Using the entries below, show all lines with the string "uniform".

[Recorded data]
%%

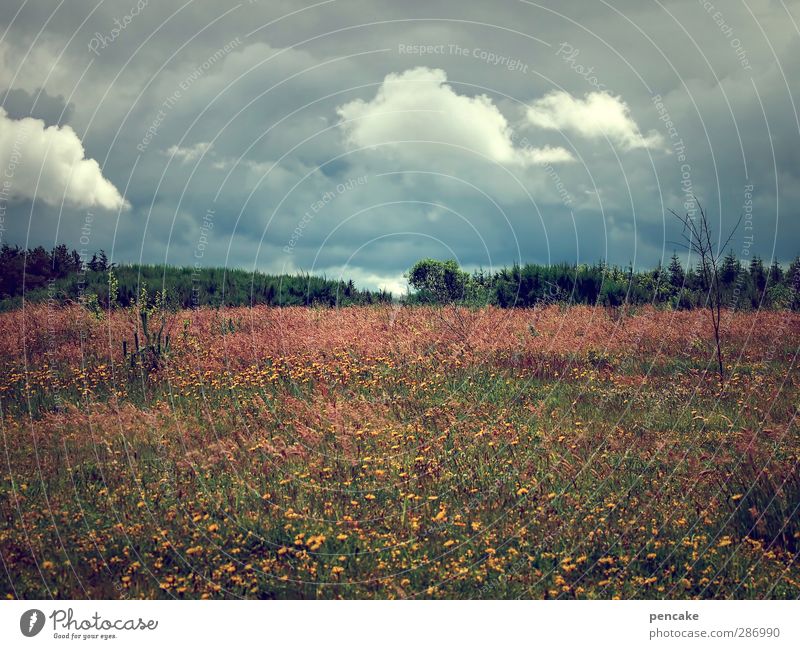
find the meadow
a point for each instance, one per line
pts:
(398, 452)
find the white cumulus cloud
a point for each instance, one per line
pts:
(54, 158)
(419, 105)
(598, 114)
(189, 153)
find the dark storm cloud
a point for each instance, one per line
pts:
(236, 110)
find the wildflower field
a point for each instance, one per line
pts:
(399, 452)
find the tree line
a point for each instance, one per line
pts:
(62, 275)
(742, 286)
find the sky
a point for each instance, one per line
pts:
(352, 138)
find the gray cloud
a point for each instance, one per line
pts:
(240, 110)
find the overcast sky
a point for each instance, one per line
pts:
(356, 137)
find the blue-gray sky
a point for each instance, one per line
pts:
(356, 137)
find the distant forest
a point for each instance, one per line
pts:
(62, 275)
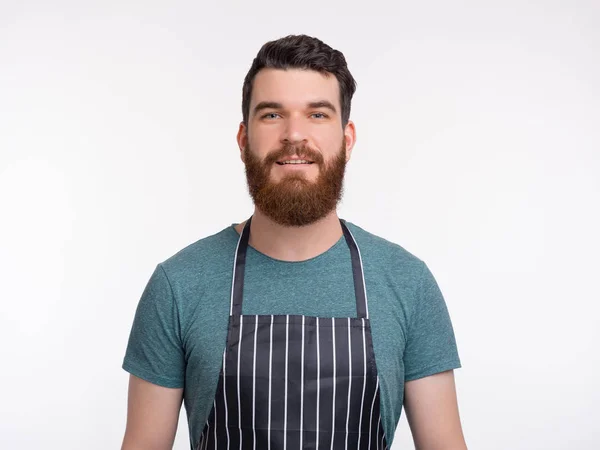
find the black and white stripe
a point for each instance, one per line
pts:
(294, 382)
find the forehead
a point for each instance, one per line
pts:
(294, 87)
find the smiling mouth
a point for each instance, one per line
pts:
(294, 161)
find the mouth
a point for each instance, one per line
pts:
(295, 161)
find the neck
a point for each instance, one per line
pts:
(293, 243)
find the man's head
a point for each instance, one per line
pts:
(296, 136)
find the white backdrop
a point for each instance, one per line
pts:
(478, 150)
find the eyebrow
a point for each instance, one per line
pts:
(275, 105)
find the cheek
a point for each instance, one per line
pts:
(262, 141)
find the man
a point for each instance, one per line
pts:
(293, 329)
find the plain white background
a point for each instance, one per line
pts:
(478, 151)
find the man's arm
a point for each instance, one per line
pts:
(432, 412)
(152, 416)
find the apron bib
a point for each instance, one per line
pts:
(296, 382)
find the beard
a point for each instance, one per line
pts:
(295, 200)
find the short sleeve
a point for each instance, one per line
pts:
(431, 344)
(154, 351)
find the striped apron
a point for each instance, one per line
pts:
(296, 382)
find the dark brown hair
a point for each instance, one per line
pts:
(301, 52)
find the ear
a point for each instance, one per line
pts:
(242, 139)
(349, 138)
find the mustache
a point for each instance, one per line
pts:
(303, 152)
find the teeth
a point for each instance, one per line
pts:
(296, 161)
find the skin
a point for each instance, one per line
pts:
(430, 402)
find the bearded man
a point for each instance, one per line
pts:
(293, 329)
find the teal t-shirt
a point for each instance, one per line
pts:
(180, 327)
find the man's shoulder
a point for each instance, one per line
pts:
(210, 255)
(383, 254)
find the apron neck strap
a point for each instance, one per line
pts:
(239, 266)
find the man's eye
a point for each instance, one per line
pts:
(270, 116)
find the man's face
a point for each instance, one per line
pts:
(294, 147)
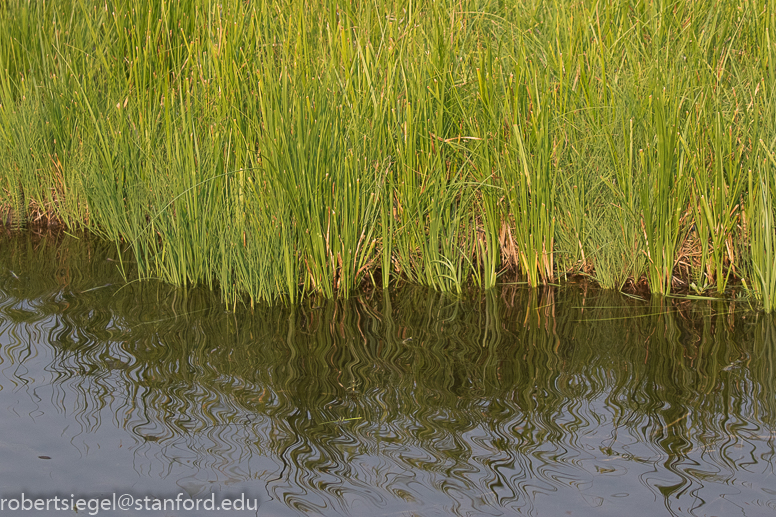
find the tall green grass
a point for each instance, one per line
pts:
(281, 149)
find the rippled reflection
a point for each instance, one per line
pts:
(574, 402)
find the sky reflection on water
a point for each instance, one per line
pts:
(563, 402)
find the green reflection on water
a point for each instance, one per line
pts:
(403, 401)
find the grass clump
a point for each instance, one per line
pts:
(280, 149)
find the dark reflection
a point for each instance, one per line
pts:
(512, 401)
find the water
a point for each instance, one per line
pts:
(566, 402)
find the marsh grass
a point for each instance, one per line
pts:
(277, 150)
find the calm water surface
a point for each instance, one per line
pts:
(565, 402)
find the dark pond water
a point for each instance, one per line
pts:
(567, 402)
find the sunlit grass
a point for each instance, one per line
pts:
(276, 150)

%%
%%

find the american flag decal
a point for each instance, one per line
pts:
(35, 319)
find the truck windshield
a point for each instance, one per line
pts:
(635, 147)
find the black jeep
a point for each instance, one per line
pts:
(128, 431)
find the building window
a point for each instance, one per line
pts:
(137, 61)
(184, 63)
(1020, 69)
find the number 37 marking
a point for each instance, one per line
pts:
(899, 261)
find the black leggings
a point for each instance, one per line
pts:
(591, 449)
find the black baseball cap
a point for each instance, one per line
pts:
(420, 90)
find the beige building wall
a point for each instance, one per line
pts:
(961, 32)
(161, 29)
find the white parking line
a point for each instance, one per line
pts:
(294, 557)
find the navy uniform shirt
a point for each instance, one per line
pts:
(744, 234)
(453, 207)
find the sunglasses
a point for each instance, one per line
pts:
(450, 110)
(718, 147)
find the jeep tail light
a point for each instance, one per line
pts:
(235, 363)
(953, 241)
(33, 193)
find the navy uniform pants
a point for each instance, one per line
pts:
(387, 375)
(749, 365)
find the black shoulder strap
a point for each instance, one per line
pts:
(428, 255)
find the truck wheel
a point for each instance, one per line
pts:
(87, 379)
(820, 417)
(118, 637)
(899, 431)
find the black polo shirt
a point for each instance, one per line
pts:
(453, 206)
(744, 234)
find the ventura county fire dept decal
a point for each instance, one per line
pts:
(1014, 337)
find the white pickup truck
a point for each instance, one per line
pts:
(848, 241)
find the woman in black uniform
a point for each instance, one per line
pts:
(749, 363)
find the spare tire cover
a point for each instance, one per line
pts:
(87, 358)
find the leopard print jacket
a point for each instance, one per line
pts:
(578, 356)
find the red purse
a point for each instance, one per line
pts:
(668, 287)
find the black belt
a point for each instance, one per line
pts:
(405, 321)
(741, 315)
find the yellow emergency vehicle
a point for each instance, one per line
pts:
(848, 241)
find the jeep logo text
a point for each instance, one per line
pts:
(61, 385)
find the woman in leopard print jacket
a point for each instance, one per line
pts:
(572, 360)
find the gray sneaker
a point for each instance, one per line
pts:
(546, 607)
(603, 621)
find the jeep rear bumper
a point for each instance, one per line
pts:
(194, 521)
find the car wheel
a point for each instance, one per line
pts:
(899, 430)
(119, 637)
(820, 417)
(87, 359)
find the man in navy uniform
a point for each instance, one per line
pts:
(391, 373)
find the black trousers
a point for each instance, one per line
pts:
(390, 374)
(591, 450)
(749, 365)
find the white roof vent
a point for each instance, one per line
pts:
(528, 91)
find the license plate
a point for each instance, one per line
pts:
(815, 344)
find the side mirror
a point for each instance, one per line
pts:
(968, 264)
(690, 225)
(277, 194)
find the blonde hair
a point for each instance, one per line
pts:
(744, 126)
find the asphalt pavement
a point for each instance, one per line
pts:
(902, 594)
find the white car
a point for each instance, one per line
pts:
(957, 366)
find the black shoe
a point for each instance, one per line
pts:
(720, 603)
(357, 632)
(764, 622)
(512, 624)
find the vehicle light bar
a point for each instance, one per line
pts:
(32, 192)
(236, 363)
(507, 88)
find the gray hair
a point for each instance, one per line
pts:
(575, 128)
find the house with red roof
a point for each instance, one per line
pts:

%%

→ **RESPONSE AREA**
find the navy uniform shirt
find the navy uniform pants
find the woman in black uniform
find the man in navy uniform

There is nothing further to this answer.